[Excerpted text]
Figure 2. Histogram for finding geometric and stereo isomers with with the compound meqnums along the x-axis. The two geometric isomers associated with the marked bar of height two are displayed.
 

Emerging graphical capabilities are enabling us to visualize relationships involving high-content variables such as MEQIs. Spotfire [13] allows the use of string-valued variables for the axes of a plot and provides many of the navigational aids required for efficient browsing. By simply selecting the compound meqnum variable for the x-axis in the histogram view in Spotfire, Figure 2 pops into view.
Out of a data set of roughly 4000 compounds, one quickly and visually isolates all the pairs of geometric and stereoisomers. These pairs correspond to the three thin bars of height 2 representing 6 compounds. The structures can be seen by moving the mouse diagonally across its top to form an enclosing rectangle which "marks" the compounds. One of the bars of height 2 in Figure 2 is marked. The details window gives the identifiers of the two tallied compounds as 174833 and 174834 and gives EWBJK for the common compound meqnum. The remaining 3926 compounds are represented by corresponding bars of height 1 compressed so tightly as to give the visual impression of a solid black horizontal bar of that height.

Comparing two compound collections.

A similar logic allows one to quickly find the intersection in two compound collections. Again, compounds that occur in both collections would be represented by bars of height 2 or greater. These can be marked appropriately and the other compounds deleted. The remaining bars can then be proportionally colored by source. Multicolored bars would reflect chemical graphs found in both collections. Monocolored bars would represent isomers and other compounds with the same chemical graph found in only one collection.


 

AN ALPHA-AUGMENTED FUNCTIONAL GROUP MEQNUM ENSEMBLE

The concept of a receptor-relevant subspace as developed by Pearlman and Smith [8] can be viewed generally as any formal specification of a class of compounds in which compounds with the desired receptor affinity are highly concentrated. In this section, we would like to illustrate another group of MEQIs by developing one that provides a simple means of specifying a receptor-relevant subspace for the 78 ACE inhibitors in our data set.
Figure 3 shows two distinct MEQIs involving the same equivalencing function, but two different, yet related naming functions.
 


 
Figure 3. Construction of two alpha-augmented functional group MEQIs using a naming function that generates a single meqnum and a list of meqnums for multicomponent graphs, respectively.

(Rows from a dataset of box labels)
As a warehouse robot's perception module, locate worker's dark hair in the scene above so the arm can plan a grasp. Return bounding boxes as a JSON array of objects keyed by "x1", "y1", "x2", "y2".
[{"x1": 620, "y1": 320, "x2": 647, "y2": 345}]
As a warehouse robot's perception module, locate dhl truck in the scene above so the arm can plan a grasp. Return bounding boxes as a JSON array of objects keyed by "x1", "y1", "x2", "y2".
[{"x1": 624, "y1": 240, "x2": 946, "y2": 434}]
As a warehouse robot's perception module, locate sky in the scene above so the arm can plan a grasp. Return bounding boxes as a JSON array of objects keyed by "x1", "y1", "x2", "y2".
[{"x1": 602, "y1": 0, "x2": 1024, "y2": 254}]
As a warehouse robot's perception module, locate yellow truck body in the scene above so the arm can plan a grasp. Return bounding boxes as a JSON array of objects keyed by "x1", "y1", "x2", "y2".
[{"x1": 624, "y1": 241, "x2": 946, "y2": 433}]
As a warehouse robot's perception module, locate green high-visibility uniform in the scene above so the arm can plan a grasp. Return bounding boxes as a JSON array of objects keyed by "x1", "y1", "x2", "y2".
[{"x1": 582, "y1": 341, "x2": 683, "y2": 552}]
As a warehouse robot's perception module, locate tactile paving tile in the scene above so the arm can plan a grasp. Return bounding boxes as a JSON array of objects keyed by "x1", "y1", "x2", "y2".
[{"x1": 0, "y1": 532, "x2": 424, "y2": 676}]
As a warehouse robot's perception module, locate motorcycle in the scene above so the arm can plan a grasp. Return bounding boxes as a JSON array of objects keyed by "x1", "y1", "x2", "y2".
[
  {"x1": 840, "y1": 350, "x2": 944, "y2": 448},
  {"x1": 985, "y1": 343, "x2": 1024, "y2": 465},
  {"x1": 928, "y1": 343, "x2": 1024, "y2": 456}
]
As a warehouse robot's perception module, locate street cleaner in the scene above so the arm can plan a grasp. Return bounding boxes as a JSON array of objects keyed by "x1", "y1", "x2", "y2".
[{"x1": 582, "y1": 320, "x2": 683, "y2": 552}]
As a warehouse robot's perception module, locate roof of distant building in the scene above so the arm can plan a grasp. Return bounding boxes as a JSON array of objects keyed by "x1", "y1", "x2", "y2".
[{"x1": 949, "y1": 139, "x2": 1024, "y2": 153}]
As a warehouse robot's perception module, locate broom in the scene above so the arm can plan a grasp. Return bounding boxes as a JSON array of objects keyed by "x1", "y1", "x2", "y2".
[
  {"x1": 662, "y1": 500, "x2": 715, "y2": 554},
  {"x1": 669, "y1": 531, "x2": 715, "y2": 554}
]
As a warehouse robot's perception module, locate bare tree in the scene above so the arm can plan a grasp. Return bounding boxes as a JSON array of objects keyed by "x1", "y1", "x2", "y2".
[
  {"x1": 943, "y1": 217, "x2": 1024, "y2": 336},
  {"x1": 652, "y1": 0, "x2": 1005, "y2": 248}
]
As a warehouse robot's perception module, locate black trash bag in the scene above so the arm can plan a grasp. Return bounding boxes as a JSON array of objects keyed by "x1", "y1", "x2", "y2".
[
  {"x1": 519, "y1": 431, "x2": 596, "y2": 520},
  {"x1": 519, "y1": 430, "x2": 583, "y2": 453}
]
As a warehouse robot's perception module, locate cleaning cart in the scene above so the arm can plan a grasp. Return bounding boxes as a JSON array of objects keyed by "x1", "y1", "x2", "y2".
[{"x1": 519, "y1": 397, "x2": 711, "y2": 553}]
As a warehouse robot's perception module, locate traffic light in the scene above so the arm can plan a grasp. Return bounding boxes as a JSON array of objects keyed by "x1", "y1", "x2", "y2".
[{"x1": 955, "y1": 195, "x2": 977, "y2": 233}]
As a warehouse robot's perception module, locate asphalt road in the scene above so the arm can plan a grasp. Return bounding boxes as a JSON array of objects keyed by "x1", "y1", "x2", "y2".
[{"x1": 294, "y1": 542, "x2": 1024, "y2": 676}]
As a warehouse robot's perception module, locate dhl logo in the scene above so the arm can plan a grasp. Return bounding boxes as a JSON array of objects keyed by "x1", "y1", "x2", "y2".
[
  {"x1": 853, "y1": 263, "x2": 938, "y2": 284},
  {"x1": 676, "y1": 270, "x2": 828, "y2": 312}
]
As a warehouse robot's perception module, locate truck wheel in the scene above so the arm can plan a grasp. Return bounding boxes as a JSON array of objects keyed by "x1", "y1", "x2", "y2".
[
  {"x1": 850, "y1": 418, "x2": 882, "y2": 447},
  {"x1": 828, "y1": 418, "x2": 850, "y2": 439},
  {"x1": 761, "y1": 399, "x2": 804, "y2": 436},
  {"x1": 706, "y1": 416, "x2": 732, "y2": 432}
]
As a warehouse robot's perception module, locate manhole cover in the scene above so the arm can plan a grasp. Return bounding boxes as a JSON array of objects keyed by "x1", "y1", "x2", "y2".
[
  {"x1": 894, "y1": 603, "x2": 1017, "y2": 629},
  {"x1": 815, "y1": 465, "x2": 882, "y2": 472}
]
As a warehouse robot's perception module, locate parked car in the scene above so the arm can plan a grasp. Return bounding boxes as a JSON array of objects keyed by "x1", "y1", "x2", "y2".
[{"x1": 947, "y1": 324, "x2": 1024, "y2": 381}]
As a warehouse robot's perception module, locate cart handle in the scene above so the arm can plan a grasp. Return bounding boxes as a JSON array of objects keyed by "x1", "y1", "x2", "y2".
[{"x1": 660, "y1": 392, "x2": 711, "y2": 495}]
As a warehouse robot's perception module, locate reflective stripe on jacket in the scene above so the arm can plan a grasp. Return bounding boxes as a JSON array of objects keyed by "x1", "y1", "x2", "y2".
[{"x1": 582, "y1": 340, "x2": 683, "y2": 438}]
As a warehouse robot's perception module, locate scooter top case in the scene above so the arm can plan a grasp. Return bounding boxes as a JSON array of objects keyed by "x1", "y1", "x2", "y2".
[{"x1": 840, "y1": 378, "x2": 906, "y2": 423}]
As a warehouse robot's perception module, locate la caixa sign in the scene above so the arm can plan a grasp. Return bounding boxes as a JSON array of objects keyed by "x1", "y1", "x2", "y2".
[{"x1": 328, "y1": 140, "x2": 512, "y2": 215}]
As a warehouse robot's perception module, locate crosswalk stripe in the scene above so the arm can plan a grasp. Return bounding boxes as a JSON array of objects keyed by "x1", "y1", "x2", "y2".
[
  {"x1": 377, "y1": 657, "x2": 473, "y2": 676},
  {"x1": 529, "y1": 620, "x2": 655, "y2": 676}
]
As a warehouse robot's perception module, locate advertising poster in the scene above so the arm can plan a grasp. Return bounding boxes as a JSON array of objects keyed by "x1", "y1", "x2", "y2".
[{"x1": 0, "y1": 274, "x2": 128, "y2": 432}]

[Written exercise 1] Reproduce the portion of the meqnum excerpt that opens with the words containing "Out of a data" and closes with "of that height.", copying it word for word.
[Written exercise 2] Collect each line of the listing that contains the string "cart", and copy those lines unchanged.

[Full response 1]
Out of a data set of roughly 4000 compounds, one quickly and visually isolates all the pairs of geometric and stereoisomers. These pairs correspond to the three thin bars of height 2 representing 6 compounds. The structures can be seen by moving the mouse diagonally across its top to form an enclosing rectangle which "marks" the compounds. One of the bars of height 2 in Figure 2 is marked. The details window gives the identifiers of the two tallied compounds as 174833 and 174834 and gives EWBJK for the common compound meqnum. The remaining 3926 compounds are represented by corresponding bars of height 1 compressed so tightly as to give the visual impression of a solid black horizontal bar of that height.

[Full response 2]
As a warehouse robot's perception module, locate cleaning cart in the scene above so the arm can plan a grasp. Return bounding boxes as a JSON array of objects keyed by "x1", "y1", "x2", "y2".
As a warehouse robot's perception module, locate cart handle in the scene above so the arm can plan a grasp. Return bounding boxes as a JSON array of objects keyed by "x1", "y1", "x2", "y2".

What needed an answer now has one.